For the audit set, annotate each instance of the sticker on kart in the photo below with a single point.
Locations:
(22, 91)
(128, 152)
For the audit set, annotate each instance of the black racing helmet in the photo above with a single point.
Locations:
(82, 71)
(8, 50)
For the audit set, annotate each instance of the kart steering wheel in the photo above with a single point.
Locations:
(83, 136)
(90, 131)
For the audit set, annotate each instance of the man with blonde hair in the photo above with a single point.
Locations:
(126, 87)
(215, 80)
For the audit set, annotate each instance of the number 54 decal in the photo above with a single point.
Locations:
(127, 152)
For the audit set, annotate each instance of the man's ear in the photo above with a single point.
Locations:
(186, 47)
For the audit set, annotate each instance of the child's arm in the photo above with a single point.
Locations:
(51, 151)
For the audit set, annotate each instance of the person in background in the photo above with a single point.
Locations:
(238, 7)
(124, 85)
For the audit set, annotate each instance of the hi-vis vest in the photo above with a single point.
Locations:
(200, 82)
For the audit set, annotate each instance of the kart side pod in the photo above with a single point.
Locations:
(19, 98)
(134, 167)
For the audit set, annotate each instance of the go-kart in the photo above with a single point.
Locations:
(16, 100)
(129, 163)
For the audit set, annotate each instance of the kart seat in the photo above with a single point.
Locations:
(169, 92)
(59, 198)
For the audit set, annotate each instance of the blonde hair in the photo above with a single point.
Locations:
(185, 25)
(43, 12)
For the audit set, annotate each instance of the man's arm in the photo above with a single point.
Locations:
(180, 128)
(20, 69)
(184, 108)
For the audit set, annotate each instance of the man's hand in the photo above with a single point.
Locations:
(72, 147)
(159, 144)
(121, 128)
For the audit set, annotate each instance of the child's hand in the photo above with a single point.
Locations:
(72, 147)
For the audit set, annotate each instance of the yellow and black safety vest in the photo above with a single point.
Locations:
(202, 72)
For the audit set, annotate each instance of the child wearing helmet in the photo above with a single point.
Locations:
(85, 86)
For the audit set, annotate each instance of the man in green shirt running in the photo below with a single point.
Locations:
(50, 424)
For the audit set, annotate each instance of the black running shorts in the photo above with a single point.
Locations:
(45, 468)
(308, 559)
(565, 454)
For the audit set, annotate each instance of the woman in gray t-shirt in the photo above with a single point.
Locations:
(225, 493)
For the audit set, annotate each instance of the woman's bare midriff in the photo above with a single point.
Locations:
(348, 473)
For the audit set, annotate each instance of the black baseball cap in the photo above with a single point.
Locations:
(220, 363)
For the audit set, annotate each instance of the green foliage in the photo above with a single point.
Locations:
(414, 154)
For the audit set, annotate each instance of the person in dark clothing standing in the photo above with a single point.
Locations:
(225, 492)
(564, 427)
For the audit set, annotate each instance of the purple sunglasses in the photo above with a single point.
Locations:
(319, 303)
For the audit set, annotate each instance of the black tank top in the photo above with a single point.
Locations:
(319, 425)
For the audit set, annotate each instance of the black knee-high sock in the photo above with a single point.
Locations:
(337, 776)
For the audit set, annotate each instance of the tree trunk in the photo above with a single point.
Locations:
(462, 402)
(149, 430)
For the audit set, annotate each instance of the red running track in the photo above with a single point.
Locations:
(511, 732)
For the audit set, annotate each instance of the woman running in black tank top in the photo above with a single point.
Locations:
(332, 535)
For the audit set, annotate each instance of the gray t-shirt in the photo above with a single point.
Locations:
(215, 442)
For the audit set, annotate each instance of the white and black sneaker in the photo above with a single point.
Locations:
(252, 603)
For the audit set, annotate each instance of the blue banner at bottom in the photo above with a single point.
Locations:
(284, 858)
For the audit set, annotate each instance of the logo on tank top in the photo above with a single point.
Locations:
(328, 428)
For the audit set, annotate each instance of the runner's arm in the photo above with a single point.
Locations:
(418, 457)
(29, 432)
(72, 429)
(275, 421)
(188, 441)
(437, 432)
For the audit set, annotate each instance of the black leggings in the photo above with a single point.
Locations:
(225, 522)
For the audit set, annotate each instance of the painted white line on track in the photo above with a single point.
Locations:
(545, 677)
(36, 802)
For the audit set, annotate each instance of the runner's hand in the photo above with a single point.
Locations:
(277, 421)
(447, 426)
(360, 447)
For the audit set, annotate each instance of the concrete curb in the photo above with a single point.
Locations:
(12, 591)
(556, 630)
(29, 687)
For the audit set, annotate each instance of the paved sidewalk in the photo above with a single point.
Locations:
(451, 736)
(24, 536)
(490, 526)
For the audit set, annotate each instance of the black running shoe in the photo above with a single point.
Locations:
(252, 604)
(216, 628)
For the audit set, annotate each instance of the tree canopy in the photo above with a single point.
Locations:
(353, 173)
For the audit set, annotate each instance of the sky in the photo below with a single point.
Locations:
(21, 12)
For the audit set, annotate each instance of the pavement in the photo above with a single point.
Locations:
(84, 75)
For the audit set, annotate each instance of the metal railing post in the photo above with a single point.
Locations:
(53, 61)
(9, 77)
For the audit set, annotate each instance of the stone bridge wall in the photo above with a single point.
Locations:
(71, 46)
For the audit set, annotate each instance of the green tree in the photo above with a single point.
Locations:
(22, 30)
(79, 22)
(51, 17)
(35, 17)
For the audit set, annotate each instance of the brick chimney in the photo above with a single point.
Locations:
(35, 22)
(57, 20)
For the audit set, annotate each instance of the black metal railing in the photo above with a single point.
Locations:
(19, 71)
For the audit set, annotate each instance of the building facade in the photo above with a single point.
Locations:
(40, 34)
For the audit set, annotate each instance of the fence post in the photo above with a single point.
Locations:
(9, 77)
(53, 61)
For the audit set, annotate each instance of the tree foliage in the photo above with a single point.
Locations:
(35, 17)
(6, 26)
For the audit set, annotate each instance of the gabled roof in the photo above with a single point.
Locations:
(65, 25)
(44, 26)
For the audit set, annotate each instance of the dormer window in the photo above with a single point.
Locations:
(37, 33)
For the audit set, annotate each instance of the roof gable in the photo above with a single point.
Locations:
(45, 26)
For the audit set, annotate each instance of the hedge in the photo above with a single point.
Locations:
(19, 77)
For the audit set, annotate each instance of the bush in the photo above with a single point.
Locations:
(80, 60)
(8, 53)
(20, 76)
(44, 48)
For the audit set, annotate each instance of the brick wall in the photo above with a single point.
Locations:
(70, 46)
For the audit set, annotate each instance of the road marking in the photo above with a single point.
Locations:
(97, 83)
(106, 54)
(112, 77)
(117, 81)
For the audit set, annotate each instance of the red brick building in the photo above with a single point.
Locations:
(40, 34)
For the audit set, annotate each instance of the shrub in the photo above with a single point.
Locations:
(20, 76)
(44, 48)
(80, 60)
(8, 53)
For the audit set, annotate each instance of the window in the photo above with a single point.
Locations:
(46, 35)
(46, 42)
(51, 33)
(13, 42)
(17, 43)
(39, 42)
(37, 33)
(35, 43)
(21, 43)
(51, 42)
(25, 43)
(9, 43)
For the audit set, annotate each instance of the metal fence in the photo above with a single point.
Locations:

☆ ☆ ☆ ☆ ☆ ☆ ☆

__Work instructions__
Each entry above must be set down again without alteration.

__Result for this task__
For the audit set, annotate each instance of the sticker on kart in the photo below with a single point.
Locations:
(22, 91)
(128, 152)
For the audit set, annotate each instance of the black racing helmet in the photo above with a single point.
Locations:
(82, 71)
(8, 50)
For the audit set, annotate each instance of the kart steering wheel in the photo above with a single point.
Locations:
(83, 136)
(90, 131)
For the audit set, annotate each instance of the man with blonde hair in the photo above with a single point.
Locations:
(126, 87)
(215, 80)
For the audit set, annotate each instance of the number 54 decal in the photo above with a single point.
Locations:
(127, 152)
For the audit set, annotate each instance of the man's ear in the photo above with a single point.
Locations:
(186, 47)
For the audit set, annotate each instance of the child's arm in the photo above with a single point.
Locations:
(51, 151)
For the audit set, annotate each instance of the person in background in the photo above with a single point.
Locations:
(238, 7)
(124, 85)
For the audit set, annotate each instance of the hi-vis vest in the photo above with a single point.
Locations:
(200, 82)
For the audit set, annotate each instance of the kart side pod in the photo above with a single point.
Locations:
(19, 98)
(134, 167)
For the audit set, annotate each instance of the go-kart in the photo above with a single point.
Locations:
(16, 100)
(129, 163)
For the audit set, annotate each instance of the kart seat in the photo above with a single point.
Locations:
(169, 92)
(59, 198)
For the audit set, annotate each instance of the blonde hair in the photo above with a single point.
Locations:
(185, 25)
(43, 12)
For the audit set, annotate each instance of the man's arm in the photo above with a single point.
Locations:
(180, 128)
(20, 69)
(184, 108)
For the audit set, annotate each instance of the man's hand in the photo above with a single point.
Locations:
(72, 147)
(159, 144)
(121, 128)
For the audit set, annotate each instance of the child's hand in the photo above with a single point.
Locations:
(72, 147)
For the audit set, annotate each instance of the yellow and black safety vest in the photo above with a single point.
Locations:
(202, 72)
For the audit set, annotate each instance of the child wearing helmet in the photo above with a single point.
Locations:
(85, 86)
For the audit set, annotate each instance of the man in green shirt running in the photo below with a single point.
Locations:
(50, 424)
For the audit set, annotate each instance of the black running shorts in the photo above with a single point.
Locations:
(45, 468)
(308, 559)
(565, 454)
For the audit set, annotate each instance of the woman in gray t-shirt in the photo above with a single point.
Locations:
(225, 493)
For the audit set, annotate each instance of the woman's bare midriff in the photo above with a single point.
Locations:
(348, 473)
For the audit set, annotate each instance of the black baseball cap in the photo above with a single point.
Locations:
(220, 363)
For the audit set, annotate each instance of the green foliage in the photo above with a single point.
Locations:
(414, 154)
For the audit set, annotate each instance of the person in dark clothing standing in the photo above with a single point.
Locations:
(225, 492)
(564, 427)
For the audit set, annotate each instance of the purple sunglasses in the photo above with a single point.
Locations:
(319, 303)
For the audit set, annotate each instance of the black tank top in the photo above with a single point.
Locations:
(319, 425)
For the audit set, annotate each instance of the black knee-high sock in the photo above with a single point.
Locations:
(337, 776)
For the audit set, annotate each instance of the tree trunk in the photo above with a single point.
Locations:
(462, 402)
(149, 430)
For the audit set, annotate each instance of the red running track in the photo above with a single point.
Locations:
(511, 732)
For the audit set, annotate each instance of the woman running in black tank top in the photo above with a single point.
Locations:
(332, 535)
For the audit set, annotate each instance of the gray t-shirt in the photo above with a single point.
Locations:
(215, 442)
For the audit set, annotate each instance of the white and black sneaker in the photo above with a single point.
Locations:
(252, 603)
For the audit set, annotate each instance of the blue banner at bottom in the photo above with a single point.
Locations:
(284, 858)
For the audit set, annotate each instance of the logo on tank top in the photo above with a single point.
Locations:
(328, 428)
For the audit set, annotate each instance of the runner's arm in the photo above with a single point.
Locations:
(418, 457)
(29, 432)
(72, 429)
(275, 421)
(188, 441)
(437, 432)
For the audit set, annotate each instance of the black leggings in the photo above with a single point.
Locations:
(225, 522)
For the audit set, annotate each instance of the painted white line on track in the photo above with a single point.
Locations:
(545, 677)
(36, 802)
For the audit set, annotate each instance of the runner's hand in the photo above with a single point.
Locations:
(277, 421)
(447, 426)
(360, 447)
For the audit set, annotate each instance of the concrete curb in the photo above with a single point.
Locations:
(12, 591)
(556, 630)
(29, 687)
For the audit set, annotate each instance of the paved sidewalk in the photo above with a single point.
Locations:
(451, 736)
(24, 536)
(490, 526)
For the audit set, annotate each instance of the black running shoe in the photo above with a single point.
Locations:
(252, 604)
(216, 628)
For the audit set, annotate each instance of the tree canopy in the photo above with a single point.
Locations:
(353, 173)
For the audit set, annotate each instance of the sky in the photo below with a single point.
Locations:
(21, 12)
For the audit set, annotate each instance of the pavement in the photo above with a single point.
Locations:
(84, 75)
For the audit set, annotate each instance of the metal railing post in the photo above with a single point.
Locations:
(53, 61)
(9, 77)
For the audit set, annotate each instance of the stone bridge wall in the photo above with a single point.
Locations:
(71, 46)
For the audit set, annotate each instance of the green tree in the photo above with a single point.
Locations:
(22, 30)
(79, 22)
(51, 17)
(35, 17)
For the audit set, annotate each instance of the brick chimney in the photo above with a single point.
Locations:
(35, 22)
(57, 20)
For the audit set, annotate each instance of the black metal railing in the photo above with a single point.
Locations:
(19, 71)
For the audit set, annotate each instance of the building facade in the photo above with a single point.
Locations:
(40, 34)
For the audit set, annotate each instance of the fence post in the photo above with a single point.
Locations:
(9, 77)
(53, 61)
For the audit set, annotate each instance of the tree foliage in the photo above with a single point.
Locations:
(35, 17)
(6, 26)
For the audit set, annotate each instance of the gabled roof in the photo above with a single point.
Locations:
(65, 25)
(44, 26)
For the audit set, annotate each instance of the dormer window in the photo above with a single point.
Locations:
(37, 33)
For the audit set, annotate each instance of the roof gable in the photo above with a single point.
Locations:
(45, 26)
For the audit set, annotate each instance of the hedge in the photo above with a single point.
Locations:
(19, 77)
For the audit set, annotate each instance of the bush in the photo above with a single point.
Locations:
(80, 60)
(8, 53)
(20, 76)
(44, 48)
For the audit set, annotate each instance of the brick wall in the photo above with a single point.
Locations:
(70, 46)
For the audit set, annotate each instance of the road marking in the photo above with a single point.
Locations:
(97, 83)
(106, 54)
(112, 77)
(117, 81)
For the audit set, annotate each instance of the red brick building in the photo above with a single point.
Locations:
(40, 34)
For the audit set, annotate each instance of the shrub in the photo above with a single point.
Locations:
(20, 76)
(44, 48)
(80, 60)
(8, 53)
For the audit set, annotate each instance of the window in the photo above with a single point.
Locations:
(46, 35)
(46, 42)
(51, 33)
(13, 42)
(17, 43)
(39, 42)
(37, 33)
(35, 43)
(21, 43)
(51, 42)
(25, 43)
(9, 43)
For the audit set, annotate each instance of the metal fence in the photo above with a single point.
Locations:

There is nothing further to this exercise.